Rows from a box-labeling dataset
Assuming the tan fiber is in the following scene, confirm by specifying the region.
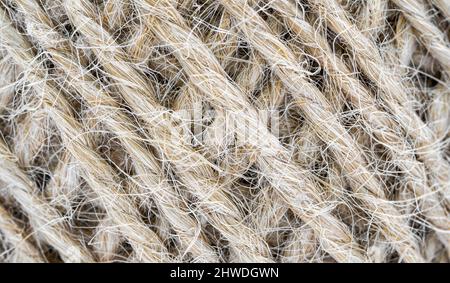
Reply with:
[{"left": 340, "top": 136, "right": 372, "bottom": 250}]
[{"left": 0, "top": 0, "right": 450, "bottom": 263}]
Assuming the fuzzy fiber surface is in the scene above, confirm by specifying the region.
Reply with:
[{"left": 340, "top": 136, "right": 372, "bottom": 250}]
[{"left": 0, "top": 0, "right": 450, "bottom": 262}]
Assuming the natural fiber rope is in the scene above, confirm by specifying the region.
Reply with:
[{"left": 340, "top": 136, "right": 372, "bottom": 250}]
[{"left": 0, "top": 0, "right": 450, "bottom": 262}]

#### [Short exercise]
Rewrite all the records with "confirm" changed to "verify" and everything else left as it is. Omit the pictures.

#### [Final result]
Assuming the tan fiber is in the following scene, verify by specifying the region.
Reply with:
[{"left": 340, "top": 136, "right": 372, "bottom": 250}]
[{"left": 0, "top": 0, "right": 450, "bottom": 263}]
Assuming the fuzzy fiber surface is in the scene above, verify by specifying the region.
Reply with:
[{"left": 340, "top": 136, "right": 372, "bottom": 250}]
[{"left": 0, "top": 0, "right": 450, "bottom": 262}]
Assuming the natural fiber rope is in the scene above, verify by specifying the region.
Reply with:
[{"left": 340, "top": 136, "right": 372, "bottom": 250}]
[{"left": 0, "top": 0, "right": 450, "bottom": 262}]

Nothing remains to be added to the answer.